- [Objective]:
Write out all entries word for word.

- [Dataset excerpts on object pointing]:
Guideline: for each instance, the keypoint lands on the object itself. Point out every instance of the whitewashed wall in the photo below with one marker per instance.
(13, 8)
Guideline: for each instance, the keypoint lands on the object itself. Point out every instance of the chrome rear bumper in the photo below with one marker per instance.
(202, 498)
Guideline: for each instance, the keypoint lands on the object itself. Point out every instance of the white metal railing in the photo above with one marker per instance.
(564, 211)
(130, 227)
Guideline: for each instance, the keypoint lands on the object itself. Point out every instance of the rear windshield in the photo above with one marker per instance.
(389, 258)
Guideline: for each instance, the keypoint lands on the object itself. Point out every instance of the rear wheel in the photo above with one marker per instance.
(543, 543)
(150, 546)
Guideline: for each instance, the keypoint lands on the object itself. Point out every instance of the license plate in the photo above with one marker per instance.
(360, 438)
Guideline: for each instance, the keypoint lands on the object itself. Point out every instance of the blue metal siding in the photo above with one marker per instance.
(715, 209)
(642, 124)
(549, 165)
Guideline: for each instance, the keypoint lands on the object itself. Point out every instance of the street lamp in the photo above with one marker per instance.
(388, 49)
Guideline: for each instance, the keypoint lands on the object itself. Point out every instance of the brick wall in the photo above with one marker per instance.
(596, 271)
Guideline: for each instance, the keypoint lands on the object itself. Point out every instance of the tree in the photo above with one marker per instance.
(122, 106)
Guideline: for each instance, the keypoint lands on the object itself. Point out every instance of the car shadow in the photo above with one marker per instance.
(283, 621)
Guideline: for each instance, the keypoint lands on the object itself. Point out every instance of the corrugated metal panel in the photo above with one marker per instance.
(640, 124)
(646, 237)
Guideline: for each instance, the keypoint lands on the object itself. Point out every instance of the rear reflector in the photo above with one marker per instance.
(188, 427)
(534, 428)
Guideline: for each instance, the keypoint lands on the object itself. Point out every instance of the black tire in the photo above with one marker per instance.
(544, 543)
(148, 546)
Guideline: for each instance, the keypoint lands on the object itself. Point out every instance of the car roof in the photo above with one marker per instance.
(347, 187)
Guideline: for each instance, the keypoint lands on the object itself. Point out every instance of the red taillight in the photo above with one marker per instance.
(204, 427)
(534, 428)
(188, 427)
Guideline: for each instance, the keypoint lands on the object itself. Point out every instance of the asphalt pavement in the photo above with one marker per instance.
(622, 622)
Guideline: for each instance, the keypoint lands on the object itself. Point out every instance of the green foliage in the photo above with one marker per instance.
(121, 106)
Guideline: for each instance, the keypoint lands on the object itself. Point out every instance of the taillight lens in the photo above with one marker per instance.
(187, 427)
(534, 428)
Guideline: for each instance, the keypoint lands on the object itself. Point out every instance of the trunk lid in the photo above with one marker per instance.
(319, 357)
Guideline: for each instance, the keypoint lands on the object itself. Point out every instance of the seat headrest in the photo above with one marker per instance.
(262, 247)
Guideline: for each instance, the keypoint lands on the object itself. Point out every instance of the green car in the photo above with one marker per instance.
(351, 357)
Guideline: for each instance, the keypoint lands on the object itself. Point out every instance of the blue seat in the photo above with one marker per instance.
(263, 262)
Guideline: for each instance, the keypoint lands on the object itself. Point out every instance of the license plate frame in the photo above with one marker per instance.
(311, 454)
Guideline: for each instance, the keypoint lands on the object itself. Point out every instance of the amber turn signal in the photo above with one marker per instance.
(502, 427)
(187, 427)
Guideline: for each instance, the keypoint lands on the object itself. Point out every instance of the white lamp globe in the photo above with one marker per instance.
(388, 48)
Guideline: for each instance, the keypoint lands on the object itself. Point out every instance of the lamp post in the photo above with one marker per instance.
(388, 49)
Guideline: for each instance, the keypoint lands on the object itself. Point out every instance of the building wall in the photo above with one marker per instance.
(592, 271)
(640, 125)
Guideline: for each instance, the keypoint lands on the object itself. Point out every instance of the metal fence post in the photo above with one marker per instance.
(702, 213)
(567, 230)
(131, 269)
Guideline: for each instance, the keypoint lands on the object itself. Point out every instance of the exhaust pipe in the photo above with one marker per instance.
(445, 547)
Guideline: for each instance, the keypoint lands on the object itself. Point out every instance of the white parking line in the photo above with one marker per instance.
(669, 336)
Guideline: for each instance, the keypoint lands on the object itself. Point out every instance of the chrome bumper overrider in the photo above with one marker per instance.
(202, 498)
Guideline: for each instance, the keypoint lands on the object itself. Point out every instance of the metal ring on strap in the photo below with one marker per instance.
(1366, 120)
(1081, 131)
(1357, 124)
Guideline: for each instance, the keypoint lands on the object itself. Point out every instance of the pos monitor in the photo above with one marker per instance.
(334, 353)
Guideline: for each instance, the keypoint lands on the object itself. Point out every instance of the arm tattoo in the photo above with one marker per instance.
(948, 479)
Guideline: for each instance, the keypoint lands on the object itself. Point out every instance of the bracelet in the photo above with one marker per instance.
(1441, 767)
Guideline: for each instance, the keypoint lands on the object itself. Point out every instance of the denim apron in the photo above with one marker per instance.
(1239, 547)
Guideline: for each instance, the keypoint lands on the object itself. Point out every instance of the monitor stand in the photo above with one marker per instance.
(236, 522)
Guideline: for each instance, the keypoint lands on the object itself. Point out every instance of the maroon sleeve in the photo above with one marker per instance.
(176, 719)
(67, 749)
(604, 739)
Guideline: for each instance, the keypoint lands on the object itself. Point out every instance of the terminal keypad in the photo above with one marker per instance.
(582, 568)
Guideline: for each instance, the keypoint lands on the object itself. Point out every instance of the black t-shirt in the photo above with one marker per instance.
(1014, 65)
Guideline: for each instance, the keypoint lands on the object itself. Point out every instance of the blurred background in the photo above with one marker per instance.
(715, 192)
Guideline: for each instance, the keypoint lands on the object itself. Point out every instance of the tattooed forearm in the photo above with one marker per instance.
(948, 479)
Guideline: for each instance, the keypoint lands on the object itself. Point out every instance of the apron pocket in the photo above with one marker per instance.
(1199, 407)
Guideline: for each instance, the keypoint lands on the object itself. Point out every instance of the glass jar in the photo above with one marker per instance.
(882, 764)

- [The reply]:
Guideline: for each instance, the keypoint lands on the object itself. Point out every instance of the whitewashed wall in the photo below with one marker per instance.
(13, 8)
Guideline: for each instance, the keypoint lands on the object itself. Point out every instance of the chrome rear bumper in the photo below with one marker per instance.
(202, 498)
Guideline: for each instance, the keypoint lands on the object itself. Point out every instance of the white metal railing in the photo above with one marker per instance.
(564, 211)
(130, 227)
Guideline: for each instance, the keypoint lands on the object itself. Point out every instance of the rear windshield in the photo above with one marker per instance.
(389, 258)
Guideline: for each instance, the keypoint lands on the object itself. Point out every instance of the rear wheel in the photo above with one marker per instance.
(543, 543)
(150, 546)
Guideline: for each instance, the keypoint lands on the object itself. Point out every instance of the license plate in the photo above with one marker per instance.
(360, 438)
Guideline: for each instance, the keypoint lands on the object itself. Point out every instance of the blue metal siding in the photo above with one marker per instance.
(715, 209)
(642, 124)
(549, 165)
Guideline: for each instance, the keypoint lands on the object itself. Point out every instance of the street lamp in the photo above with one marker per instance.
(388, 49)
Guideline: for each instance, the keypoint lands on the object itself. Point out every instance of the brick wall in the photo above with one marker per instance.
(596, 271)
Guideline: for each instance, the keypoint lands on the object itself. Point out every instance of the tree in the photo above with one marker per instance.
(122, 106)
Guideline: for each instance, the keypoint lands on the object itself. Point out every instance of the car shadow in the photo above with one marker per instance.
(283, 621)
Guideline: for each instance, the keypoint lands on the object itself. Point out every instance of the corrugated metal panel in the photo above with one marker per instance.
(640, 124)
(646, 237)
Guideline: for each instance, the keypoint lands on the object itself. Point out every instance of the rear reflector in the photo above with one marker per instance.
(188, 427)
(534, 428)
Guideline: for each instance, the keypoint lands on the object itself. Point out every instance of the black tire in the photo above with one marker per instance.
(544, 543)
(148, 546)
Guideline: for each instance, the keypoint lands on the object itself. Point out every instance of the car roof in the photo above with one marker per instance.
(347, 187)
Guideline: for each instance, the keypoint lands on the object itself. Point out every instance of the red taillight in the photo above with one marker per instance.
(204, 427)
(534, 428)
(188, 427)
Guideline: for each instance, the keypoint lands on the object itself. Point out every instance of the asphalt pavement in the photo above with one marker per instance.
(622, 622)
Guideline: for each instance, the keypoint lands on the object itself. Point out every instance of the green foliage in the photo above with one marker per instance.
(121, 106)
Guideline: for each instance, the keypoint lands on the object itself. Point out every instance of the taillight lens in the photo above with one marker per instance.
(187, 427)
(534, 428)
Guideline: for each instance, the keypoint lands on the object itself. Point out every instance of the trunk lid in the photo above with one marker per instance.
(319, 357)
Guideline: for each instance, the keypoint lands on the object itself. Point out every instance of the seat headrest in the photo above with one marker per instance.
(262, 247)
Guideline: for each instance, the keypoint lands on the object itself. Point out every instance of the green car in the photo above with one marker per instance.
(351, 357)
Guideline: for each instance, the keypoint lands on the object itself. Point out every instance of the blue seat in the photo above with one marker per instance.
(263, 262)
Guideline: for each instance, the keypoint lands on the object itself. Point out every instance of the license plate frame in the photo above with one marker per instance.
(311, 454)
Guideline: for each instance, the keypoint lands on the object itself. Point out every instance of the amber turn signal in the photo above with one marker per instance.
(502, 427)
(187, 427)
Guideline: for each instance, the keypoint lands on the object itself. Point out every instance of the white lamp globe in the photo above with one marker per instance.
(388, 48)
Guideline: for each instance, the keypoint lands on the object itself. Point out every instance of the lamp post in the photo above with one marker per instance.
(388, 49)
Guideline: for each instance, the keypoint lands on the object itself. Point out every instance of the building wall in the photo above with one marker per instance.
(592, 271)
(640, 125)
Guideline: for each instance, the keypoint lands on the object itself. Point out every instance of the metal fence post in the photo above with one marker per instance.
(702, 213)
(567, 230)
(131, 269)
Guideline: for each instance, the keypoint lands on the object itself. Point out every instance of the exhaust pipe in the photo above with one marker per instance.
(445, 547)
Guideline: for each instance, the keypoint lands on the object itself. Point out every instance of the white parking line in the photo above with one marker per instance.
(669, 336)
Guideline: for each instance, the keypoint lands on the object itself. Point out every instance of the chrome bumper overrider in the photo above with one marker per instance.
(202, 498)
Guideline: for each instance, the keypoint lands on the object itself. Point out every instance of the metal ring on strap in the photo below with one marker per instance.
(1366, 120)
(1081, 131)
(1357, 124)
Guideline: for each instance, the keypoint lands on the object itself. Point out every instance of the pos monitor in the photo above with one marker per instance.
(334, 353)
Guideline: for each instance, the keypoint lands on the object itself. Point out every instance of the arm tattoo in the photo above with one marker per instance.
(948, 479)
Guideline: for each instance, the keypoint lands on the object itself. Point out every instance of the bracelet in the photo above with one marker per instance.
(1441, 767)
Guideline: for each instance, the keypoint lands on the object itself. Point out every instance of the denim apron in the photo above with one marker per instance.
(1239, 547)
Guideline: for each instance, the keypoint lands on the object itself. Point out every instance of the monitor stand in the photo above with one marker per instance.
(236, 522)
Guideline: for each instance, the keypoint lands on the object itself. Point out every instance of the maroon sleeve in the photo above with one marker per instance.
(176, 719)
(67, 749)
(604, 739)
Guideline: for each instance, the keypoint lands on the object itself. Point out every instance of the terminal keypad in the photo above with one marker per instance.
(582, 568)
Guideline: for each instance, the keypoint lands on the object itself. Point out every instance of the black t-shirt in the photo above with one marker per instance.
(1014, 65)
Guideline: for each instance, the keypoint lands on the object itself. Point out every instance of the blurred background in the photo above with one marker per instance.
(715, 192)
Guideline: for each instance, the keypoint lands on the object itself. Point out every instance of the tattooed forearm in the photo above with one marker per instance.
(948, 479)
Guideline: for each instance, the keypoint lands on the object itself. Point out every instance of the apron pocket in the photo above with one marker per instance.
(1199, 407)
Guideline: for each instance, the keypoint lands on the object itself. Point out every instance of the glass jar in the photo above with one marker per instance.
(882, 764)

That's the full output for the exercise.